### Prompt
Retype every line of the records below word for word, omitting the pictures.

[Entries for pointing and labeling]
------------------------------

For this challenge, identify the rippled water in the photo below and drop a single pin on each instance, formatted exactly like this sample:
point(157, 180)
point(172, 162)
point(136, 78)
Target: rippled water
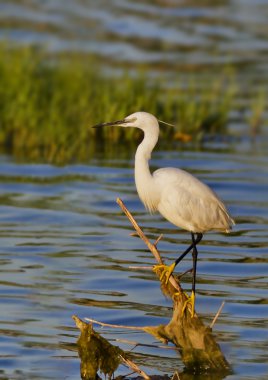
point(163, 33)
point(65, 249)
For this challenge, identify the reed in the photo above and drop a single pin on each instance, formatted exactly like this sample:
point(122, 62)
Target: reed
point(48, 103)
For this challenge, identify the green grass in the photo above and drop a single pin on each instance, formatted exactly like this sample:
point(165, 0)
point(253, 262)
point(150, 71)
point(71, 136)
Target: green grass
point(47, 104)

------------------------------

### Finished exercise
For this challenge, identify the rippled water in the photo below and drop a single pin on each instance, formatted exactly like this sample:
point(157, 180)
point(172, 162)
point(136, 78)
Target: rippled water
point(163, 33)
point(65, 249)
For this challenge, identify the reed in the photo above and drop a single pin on each instance, formatted exactly like this sample:
point(122, 62)
Target: reed
point(48, 103)
For this challenge, identify the green grass in the photo above and drop a single pin on each instance, formatted exactly like this sample:
point(165, 0)
point(253, 262)
point(150, 71)
point(71, 136)
Target: green grass
point(47, 104)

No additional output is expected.